§ STORED DATA:
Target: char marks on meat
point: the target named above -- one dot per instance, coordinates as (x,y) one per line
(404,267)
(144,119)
---
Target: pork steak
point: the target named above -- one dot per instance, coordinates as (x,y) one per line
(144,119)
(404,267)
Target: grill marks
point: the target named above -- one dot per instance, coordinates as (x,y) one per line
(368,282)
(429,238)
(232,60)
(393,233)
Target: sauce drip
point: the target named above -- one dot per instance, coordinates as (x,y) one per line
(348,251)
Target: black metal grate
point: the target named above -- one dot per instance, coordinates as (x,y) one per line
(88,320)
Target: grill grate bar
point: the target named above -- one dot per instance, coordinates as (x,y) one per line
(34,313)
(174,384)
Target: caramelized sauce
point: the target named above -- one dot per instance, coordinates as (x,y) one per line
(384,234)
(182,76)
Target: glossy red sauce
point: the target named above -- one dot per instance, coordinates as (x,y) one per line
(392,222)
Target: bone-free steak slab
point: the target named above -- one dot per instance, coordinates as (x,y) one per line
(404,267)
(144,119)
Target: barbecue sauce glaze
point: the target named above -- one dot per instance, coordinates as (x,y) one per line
...
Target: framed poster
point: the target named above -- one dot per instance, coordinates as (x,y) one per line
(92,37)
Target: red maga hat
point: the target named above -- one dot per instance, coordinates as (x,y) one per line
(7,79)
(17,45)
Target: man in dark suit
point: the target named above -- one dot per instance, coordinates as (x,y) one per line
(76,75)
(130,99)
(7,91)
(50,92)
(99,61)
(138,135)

§ ABOUT THIS EXERCISE: Transcribe the records above from the line holding "Target: glossy red sauce" down to the line holding "Target: barbecue sauce glaze", inclusive, without adding anything.

§ ANSWER TO THE PROBLEM:
Target: glossy red sauce
point: the target named above -- one dot per instance, coordinates as (x,y) one per line
(392,222)
Target: bone-free steak slab
point: the target named above -- one dot per instance, coordinates as (x,y) one per line
(404,267)
(144,119)
Target: barbecue sauce glaze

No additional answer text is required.